## [TASK OBJECTIVE]
Reproduce all of the material below, swapping each occurrence of "Target" for "Item" and leaving everything else unchanged.

## [THE DATA]
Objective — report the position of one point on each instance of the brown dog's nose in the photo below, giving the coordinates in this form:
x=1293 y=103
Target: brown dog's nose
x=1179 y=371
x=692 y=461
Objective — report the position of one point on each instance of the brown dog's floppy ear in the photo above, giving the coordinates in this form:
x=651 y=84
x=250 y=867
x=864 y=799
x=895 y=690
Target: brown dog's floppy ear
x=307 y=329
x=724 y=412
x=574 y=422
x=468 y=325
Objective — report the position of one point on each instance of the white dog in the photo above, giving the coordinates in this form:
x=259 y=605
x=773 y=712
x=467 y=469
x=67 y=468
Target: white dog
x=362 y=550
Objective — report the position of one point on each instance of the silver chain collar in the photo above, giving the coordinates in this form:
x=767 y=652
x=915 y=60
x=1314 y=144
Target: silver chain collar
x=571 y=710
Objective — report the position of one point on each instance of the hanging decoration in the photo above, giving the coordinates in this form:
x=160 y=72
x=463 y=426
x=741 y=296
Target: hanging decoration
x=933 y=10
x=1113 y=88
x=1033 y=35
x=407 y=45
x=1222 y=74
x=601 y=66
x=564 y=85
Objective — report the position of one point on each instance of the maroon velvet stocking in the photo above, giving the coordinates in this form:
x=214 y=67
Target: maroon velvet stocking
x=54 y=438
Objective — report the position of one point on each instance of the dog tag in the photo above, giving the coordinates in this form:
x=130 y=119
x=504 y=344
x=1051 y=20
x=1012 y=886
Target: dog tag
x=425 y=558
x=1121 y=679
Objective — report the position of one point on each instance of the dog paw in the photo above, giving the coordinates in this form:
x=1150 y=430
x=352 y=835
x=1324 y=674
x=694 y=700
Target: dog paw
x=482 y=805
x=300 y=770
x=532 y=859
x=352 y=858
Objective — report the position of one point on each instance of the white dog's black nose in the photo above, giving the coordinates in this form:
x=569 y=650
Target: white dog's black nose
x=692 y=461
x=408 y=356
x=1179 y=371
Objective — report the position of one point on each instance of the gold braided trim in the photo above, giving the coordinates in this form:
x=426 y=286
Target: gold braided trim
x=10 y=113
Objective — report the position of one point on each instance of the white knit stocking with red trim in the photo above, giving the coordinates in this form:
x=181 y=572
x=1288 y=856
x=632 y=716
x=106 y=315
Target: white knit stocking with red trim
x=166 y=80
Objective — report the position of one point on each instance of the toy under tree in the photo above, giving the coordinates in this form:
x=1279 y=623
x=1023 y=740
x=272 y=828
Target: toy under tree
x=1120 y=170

## [RIGHT ANSWER]
Objective — report the position of one point on each instance of the brown dog's nose in the photo below, giving the coordinates in this form:
x=1293 y=103
Item: brown dog's nose
x=1179 y=371
x=692 y=461
Objective — report the position of one point on each instance of the brown dog's floppy ear in the photo above, giving the coordinates in this form:
x=651 y=84
x=250 y=867
x=864 y=799
x=895 y=690
Item: brown dog's floppy ear
x=307 y=329
x=724 y=412
x=574 y=422
x=468 y=325
Objective — report the position of one point on each instance of the white dog in the photo above, giving the coordinates in this form:
x=259 y=605
x=773 y=712
x=467 y=469
x=67 y=468
Item: white dog
x=362 y=550
Objective — report the position of one point on each instance of the silver chain collar in the photo above, giving the coordinates in this form:
x=767 y=652
x=915 y=60
x=1314 y=144
Item: silver chain collar
x=571 y=710
Objective — report the position of one point on each instance of the hanging decoration in the photo above, giving the coordinates in this form:
x=160 y=72
x=463 y=426
x=741 y=296
Item: hanging decoration
x=933 y=10
x=1113 y=88
x=1033 y=35
x=407 y=45
x=1222 y=74
x=601 y=66
x=564 y=85
Objective — report the position of one point on each instance of the maroon velvet stocking in the photo above, giving the coordinates in this form:
x=214 y=67
Item: maroon velvet stocking
x=54 y=438
Objective — report the position of one point on each instance of the dog tag in the photo above, giving the coordinates in this form:
x=130 y=119
x=504 y=344
x=1051 y=20
x=1012 y=886
Item: dog tag
x=425 y=558
x=1121 y=679
Objective — report the position of one point on each instance of the dog paw in the photo above, giving the coordinates in this form:
x=1150 y=430
x=352 y=835
x=1324 y=674
x=694 y=700
Item: dog paw
x=482 y=805
x=300 y=770
x=532 y=859
x=352 y=858
Objective — report the position of one point on each instance of the white dog's black nose in the photo above, giving the coordinates in this form:
x=569 y=650
Item: white dog's black nose
x=692 y=461
x=408 y=356
x=1179 y=371
Objective — report the position of one point on each instance of the gold braided trim in the photo above, giving the coordinates in this form:
x=426 y=286
Item: gold braided trim
x=10 y=113
Objective — report the position of one point on each instance of the white knit stocking with red trim in the photo above, giving the coordinates in this form:
x=181 y=572
x=1288 y=856
x=632 y=716
x=106 y=315
Item: white knit stocking with red trim
x=166 y=80
Objective — report the position of one point on each instance of the toy under tree in the photo above, giving the coordinates in this form:
x=1279 y=623
x=1023 y=740
x=272 y=828
Item: toy under tree
x=1120 y=170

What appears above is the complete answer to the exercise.